(Outline annotation records)
>>>

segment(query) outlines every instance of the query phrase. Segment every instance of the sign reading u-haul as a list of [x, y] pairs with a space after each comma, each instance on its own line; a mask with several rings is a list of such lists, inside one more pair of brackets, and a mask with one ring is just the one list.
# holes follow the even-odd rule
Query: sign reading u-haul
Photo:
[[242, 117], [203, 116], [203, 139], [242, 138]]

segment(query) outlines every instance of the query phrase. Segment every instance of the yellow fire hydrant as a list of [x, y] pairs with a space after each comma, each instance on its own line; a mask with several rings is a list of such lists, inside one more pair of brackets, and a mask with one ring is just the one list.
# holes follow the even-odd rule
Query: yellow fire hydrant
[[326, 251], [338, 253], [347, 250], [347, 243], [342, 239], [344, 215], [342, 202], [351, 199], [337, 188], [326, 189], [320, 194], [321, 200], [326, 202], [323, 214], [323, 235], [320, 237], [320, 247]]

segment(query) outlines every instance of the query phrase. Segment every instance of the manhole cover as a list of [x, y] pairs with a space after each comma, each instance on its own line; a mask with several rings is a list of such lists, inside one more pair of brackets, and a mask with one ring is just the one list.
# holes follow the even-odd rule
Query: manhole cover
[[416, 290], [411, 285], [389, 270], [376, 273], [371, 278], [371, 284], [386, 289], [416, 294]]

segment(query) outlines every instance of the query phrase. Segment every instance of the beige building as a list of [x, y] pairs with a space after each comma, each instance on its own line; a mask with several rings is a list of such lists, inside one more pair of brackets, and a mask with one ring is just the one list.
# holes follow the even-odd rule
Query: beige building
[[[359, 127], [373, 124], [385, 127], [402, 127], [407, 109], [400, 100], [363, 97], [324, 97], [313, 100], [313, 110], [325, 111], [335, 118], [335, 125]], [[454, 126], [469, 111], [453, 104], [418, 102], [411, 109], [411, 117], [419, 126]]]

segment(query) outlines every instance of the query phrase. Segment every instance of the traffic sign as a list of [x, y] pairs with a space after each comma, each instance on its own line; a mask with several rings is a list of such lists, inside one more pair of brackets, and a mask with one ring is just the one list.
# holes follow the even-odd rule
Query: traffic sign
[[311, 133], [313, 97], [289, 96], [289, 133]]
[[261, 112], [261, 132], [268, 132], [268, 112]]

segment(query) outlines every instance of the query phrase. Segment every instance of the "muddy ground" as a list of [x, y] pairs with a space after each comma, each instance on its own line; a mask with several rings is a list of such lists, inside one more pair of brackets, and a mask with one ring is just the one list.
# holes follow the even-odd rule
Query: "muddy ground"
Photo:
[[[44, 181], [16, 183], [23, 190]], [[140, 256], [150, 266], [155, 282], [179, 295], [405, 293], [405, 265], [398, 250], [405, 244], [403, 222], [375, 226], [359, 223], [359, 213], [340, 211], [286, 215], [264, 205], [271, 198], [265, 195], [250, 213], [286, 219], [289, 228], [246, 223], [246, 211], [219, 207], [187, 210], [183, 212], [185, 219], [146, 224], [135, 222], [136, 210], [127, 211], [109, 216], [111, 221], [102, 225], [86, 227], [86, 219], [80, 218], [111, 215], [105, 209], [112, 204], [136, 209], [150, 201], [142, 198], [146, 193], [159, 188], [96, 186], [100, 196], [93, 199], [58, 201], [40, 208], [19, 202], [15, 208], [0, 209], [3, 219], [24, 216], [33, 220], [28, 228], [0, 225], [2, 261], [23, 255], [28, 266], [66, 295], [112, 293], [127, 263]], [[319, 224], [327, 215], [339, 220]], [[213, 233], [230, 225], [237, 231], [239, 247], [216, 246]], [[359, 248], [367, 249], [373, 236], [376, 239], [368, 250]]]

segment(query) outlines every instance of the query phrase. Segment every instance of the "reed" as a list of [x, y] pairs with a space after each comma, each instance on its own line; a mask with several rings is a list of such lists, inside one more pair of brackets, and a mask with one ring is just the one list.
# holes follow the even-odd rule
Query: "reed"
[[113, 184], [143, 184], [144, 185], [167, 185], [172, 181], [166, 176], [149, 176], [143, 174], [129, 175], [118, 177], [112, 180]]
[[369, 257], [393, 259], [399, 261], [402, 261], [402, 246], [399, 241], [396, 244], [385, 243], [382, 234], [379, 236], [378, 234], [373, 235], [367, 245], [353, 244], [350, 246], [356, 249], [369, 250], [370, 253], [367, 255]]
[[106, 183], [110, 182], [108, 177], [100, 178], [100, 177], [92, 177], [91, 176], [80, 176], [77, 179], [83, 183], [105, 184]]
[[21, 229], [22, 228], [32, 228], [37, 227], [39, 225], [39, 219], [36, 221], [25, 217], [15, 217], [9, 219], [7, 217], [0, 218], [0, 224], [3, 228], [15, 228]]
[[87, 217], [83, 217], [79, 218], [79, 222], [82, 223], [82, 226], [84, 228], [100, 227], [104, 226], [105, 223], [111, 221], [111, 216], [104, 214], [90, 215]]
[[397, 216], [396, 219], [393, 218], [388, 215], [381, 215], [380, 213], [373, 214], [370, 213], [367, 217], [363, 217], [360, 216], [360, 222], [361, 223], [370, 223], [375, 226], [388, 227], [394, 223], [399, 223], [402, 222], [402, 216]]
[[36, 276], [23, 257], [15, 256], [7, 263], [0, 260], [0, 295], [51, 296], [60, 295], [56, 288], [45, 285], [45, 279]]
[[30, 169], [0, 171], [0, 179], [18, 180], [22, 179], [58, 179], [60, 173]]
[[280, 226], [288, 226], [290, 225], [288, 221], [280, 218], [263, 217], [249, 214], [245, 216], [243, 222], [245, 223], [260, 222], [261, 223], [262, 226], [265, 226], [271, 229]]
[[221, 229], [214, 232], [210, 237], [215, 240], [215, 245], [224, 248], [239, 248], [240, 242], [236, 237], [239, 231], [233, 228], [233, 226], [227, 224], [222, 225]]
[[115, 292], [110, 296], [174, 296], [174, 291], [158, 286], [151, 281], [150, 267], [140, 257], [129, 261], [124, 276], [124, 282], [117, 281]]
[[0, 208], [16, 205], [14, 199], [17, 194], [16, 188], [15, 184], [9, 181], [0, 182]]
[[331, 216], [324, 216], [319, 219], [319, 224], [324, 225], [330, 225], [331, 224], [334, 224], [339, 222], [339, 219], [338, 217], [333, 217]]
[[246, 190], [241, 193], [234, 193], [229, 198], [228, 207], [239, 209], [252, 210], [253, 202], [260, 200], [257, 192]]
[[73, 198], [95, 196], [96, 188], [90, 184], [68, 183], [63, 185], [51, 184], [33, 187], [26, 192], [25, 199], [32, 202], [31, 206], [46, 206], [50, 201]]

<<<

• Set task:
Please locate every line of the material above that contains the string "beige", treating case as significant, and copy each of those lines.

• Solution to the problem:
segment(query) outlines every instance of the query phrase. Segment every instance of the beige building as a list of [x, y] pairs with a space after each comma, each instance on its own line; a mask with several rings is a list of such lists, inside one more pair of brackets, and a mask with one ring is just the one list.
Query: beige building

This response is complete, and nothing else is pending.